■ **Material**:
◆ ◆ ◆ ◆ ◆

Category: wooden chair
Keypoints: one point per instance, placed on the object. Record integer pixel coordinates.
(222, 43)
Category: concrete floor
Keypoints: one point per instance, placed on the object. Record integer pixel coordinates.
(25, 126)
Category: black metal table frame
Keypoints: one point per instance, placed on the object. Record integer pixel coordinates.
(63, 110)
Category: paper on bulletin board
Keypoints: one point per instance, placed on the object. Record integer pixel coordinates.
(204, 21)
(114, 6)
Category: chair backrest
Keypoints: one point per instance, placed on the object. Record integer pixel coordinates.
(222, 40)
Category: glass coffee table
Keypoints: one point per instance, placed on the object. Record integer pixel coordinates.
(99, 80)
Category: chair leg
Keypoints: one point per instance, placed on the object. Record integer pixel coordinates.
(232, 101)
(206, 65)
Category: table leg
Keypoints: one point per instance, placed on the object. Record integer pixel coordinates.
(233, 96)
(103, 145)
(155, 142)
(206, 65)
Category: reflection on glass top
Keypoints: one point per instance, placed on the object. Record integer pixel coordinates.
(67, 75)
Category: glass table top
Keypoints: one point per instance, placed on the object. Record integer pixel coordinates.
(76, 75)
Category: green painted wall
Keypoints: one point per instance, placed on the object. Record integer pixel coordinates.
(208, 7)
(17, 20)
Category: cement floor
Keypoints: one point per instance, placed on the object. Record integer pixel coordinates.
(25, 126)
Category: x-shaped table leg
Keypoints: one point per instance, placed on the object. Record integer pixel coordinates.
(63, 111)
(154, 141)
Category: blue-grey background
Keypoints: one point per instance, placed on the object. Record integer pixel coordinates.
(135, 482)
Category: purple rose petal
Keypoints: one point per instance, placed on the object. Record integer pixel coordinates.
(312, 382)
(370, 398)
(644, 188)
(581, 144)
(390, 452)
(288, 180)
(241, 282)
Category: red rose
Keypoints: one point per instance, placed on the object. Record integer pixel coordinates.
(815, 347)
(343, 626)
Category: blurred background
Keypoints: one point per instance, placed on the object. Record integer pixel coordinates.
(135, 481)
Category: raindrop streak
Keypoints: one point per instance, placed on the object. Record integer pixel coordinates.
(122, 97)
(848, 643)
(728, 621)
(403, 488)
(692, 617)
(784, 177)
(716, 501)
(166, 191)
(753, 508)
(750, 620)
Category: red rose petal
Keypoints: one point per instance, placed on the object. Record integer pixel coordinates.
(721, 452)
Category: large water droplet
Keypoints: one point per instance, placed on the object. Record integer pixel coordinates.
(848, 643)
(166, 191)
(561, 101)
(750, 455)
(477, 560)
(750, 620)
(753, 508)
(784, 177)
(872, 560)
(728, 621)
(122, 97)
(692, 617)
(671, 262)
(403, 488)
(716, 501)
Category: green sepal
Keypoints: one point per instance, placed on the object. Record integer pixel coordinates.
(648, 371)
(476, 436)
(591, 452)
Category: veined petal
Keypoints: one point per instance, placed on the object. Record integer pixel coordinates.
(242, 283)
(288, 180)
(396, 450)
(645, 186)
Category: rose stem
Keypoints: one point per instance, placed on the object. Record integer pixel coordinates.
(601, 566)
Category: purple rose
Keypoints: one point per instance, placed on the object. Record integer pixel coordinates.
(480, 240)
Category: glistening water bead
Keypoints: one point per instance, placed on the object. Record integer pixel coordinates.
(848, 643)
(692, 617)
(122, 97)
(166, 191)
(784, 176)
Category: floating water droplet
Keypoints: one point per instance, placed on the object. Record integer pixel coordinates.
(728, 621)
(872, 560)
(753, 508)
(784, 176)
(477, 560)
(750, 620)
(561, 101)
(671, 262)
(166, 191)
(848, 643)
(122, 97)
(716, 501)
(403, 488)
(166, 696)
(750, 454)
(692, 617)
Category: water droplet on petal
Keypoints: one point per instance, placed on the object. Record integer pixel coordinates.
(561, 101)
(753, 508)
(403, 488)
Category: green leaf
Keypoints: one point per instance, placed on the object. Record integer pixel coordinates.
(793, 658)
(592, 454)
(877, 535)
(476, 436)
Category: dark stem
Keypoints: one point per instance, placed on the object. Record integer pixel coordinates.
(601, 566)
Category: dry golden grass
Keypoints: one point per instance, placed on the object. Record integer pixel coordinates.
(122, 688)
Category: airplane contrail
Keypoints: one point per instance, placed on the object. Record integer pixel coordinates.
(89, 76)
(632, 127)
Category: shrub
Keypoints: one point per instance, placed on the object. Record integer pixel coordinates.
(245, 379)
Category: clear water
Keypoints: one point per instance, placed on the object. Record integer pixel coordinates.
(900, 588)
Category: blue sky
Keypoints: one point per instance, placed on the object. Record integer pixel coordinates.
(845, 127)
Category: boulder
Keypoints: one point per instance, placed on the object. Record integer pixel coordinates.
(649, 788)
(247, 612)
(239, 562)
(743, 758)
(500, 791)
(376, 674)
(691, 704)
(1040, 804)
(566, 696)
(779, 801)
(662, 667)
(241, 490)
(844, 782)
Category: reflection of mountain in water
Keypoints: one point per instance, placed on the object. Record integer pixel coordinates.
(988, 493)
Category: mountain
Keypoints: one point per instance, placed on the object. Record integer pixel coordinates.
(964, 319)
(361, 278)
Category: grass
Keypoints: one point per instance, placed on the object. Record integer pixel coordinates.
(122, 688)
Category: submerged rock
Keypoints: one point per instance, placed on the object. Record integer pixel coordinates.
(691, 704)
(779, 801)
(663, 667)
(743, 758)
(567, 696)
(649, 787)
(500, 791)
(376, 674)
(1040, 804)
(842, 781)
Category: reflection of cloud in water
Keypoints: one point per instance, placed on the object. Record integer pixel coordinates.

◆ ◆ ◆ ◆ ◆

Transcribe all of the data above, reproducing every line exactly as it appears.

■ **Result of this exercise**:
Category: wooden chair
Keypoints: one point per instance, placed on the object. Record integer pixel coordinates.
(222, 43)
Category: concrete floor
Keypoints: one point per instance, placed on the object. Record integer pixel coordinates.
(25, 126)
Category: black metal table frame
Keypoints: one point per instance, placed on the object. Record integer pixel coordinates.
(63, 110)
Category: paper on bulletin board
Keypoints: one point per instance, placed on the object. Record integer pixel coordinates.
(204, 21)
(114, 6)
Category: chair backrest
Keypoints: one point per instance, placed on the object. Record integer pixel coordinates.
(222, 40)
Category: glass coffee table
Keypoints: one point per instance, placed on the object. Record integer pixel coordinates.
(99, 80)
Category: chair leg
Keypoints: one point per instance, placed on the object. Record integer pixel coordinates.
(232, 101)
(206, 65)
Category: table leg
Keypoints: one point per instance, placed on the object. Record integer pixel coordinates.
(233, 96)
(103, 145)
(155, 142)
(206, 65)
Category: reflection on glass top
Keypoints: one point per instance, placed on the object. Record integer pixel coordinates.
(67, 75)
Category: glass table top
Keypoints: one point per instance, placed on the object. Record integer pixel coordinates.
(76, 75)
Category: green painted wall
Keypoints: one point per instance, placed on the object. Record integer pixel coordinates.
(208, 7)
(17, 20)
Category: cement floor
Keypoints: one point per instance, placed on the object. Record integer pixel coordinates.
(25, 126)
Category: x-shaped table leg
Keypoints: one point per instance, placed on the object. Record integer pixel coordinates.
(63, 111)
(154, 141)
Category: blue-grey background
Keypoints: one point per instance, placed on the object. Record integer pixel coordinates.
(135, 482)
Category: purple rose petal
Keypoints: one point per instance, placed on the object. Record integer pixel coordinates.
(312, 382)
(370, 398)
(644, 188)
(581, 144)
(390, 452)
(288, 180)
(241, 282)
Category: red rose
Keypoints: one point per instance, placed on the object. Record integer pixel coordinates.
(815, 347)
(343, 626)
Category: blurred background
Keypoints: one point per instance, placed on the object. Record integer pixel coordinates.
(135, 481)
Category: raindrop streak
Keypoints: one point per instance, placed on the object. Record integer pixel coordinates.
(122, 97)
(848, 643)
(728, 621)
(403, 488)
(692, 617)
(784, 177)
(716, 501)
(166, 191)
(753, 508)
(750, 620)
Category: red rose petal
Keypoints: one point per instance, placed on the object. Record integer pixel coordinates.
(721, 452)
Category: large water droplet
Keypoints: one point per instance, placed on the object. Record integer pixel coordinates.
(848, 643)
(166, 191)
(561, 101)
(750, 455)
(477, 560)
(750, 620)
(753, 508)
(784, 177)
(872, 560)
(728, 621)
(122, 97)
(692, 617)
(671, 262)
(403, 488)
(716, 501)
Category: green sepal
Keypoints: one point per instance, placed on the object. Record integer pixel coordinates.
(648, 371)
(476, 436)
(591, 452)
Category: veined petal
Keypoints: one point per instance, placed on the object. Record integer pixel coordinates.
(242, 283)
(288, 180)
(396, 450)
(645, 186)
Category: rose stem
Keypoints: one point per instance, placed on the object. Record integer pixel coordinates.
(601, 566)
Category: purple rose
Keypoints: one point per instance, placed on the object. Record integer pixel coordinates.
(480, 240)
Category: glistening water bead
Keypoints: one point per instance, placed on the object. Record integer pixel coordinates.
(848, 643)
(692, 617)
(122, 97)
(166, 191)
(784, 176)
Category: floating water droplet
Keypoints: one point per instance, placed on the object. Record integer pixel coordinates.
(728, 621)
(872, 560)
(753, 508)
(784, 176)
(477, 560)
(750, 620)
(561, 101)
(671, 262)
(166, 191)
(848, 643)
(122, 97)
(716, 501)
(403, 488)
(166, 696)
(750, 454)
(692, 617)
Category: water droplet on petal
Keypoints: one point per instance, placed on the object. Record integer pixel coordinates.
(561, 101)
(753, 508)
(403, 488)
Category: green leaf
Keypoints: one point per instance, placed on the object. Record integer pixel coordinates.
(793, 658)
(592, 454)
(877, 535)
(476, 436)
Category: dark stem
Keypoints: one point per instance, placed on the object. Record integer pixel coordinates.
(601, 566)
Category: dry golden grass
Keypoints: one point per instance, placed on the object. Record integer pixel coordinates.
(122, 688)
Category: airplane contrail
Keypoints: one point per instance, placed on the object. Record integer pixel coordinates.
(89, 76)
(632, 127)
Category: shrub
Keypoints: one point per instance, placed on the object. Record integer pixel coordinates.
(245, 379)
Category: clear water
Keypoints: one point per instance, placed on the object. Record integer pixel coordinates.
(900, 588)
Category: blue sky
Keypoints: one point per instance, placed on the object. Record integer pixel coordinates.
(845, 127)
Category: boulder
Keypoints: one point per instance, placed on the object. Record integer pixel coordinates.
(649, 788)
(247, 612)
(239, 562)
(743, 758)
(500, 791)
(376, 674)
(691, 704)
(1040, 804)
(566, 696)
(779, 801)
(662, 667)
(241, 490)
(844, 782)
Category: reflection of mountain in water
Keypoints: one point per instance, placed on the object. Record integer pixel coordinates.
(988, 493)
Category: mountain
Keypoints: one point per instance, placed on the object. Record integer pixel coordinates.
(964, 319)
(361, 278)
Category: grass
Keypoints: one point per instance, placed on the object. Record integer pixel coordinates.
(122, 688)
Category: submerged rock
Keypoints: one point per instance, placed on the object. Record integer pixel coordinates.
(691, 704)
(779, 801)
(663, 667)
(743, 758)
(567, 696)
(649, 787)
(500, 791)
(376, 674)
(1040, 804)
(842, 781)
Category: reflection of cloud in water
Keypoints: one point per instance, placed on the object. Record integer pixel coordinates.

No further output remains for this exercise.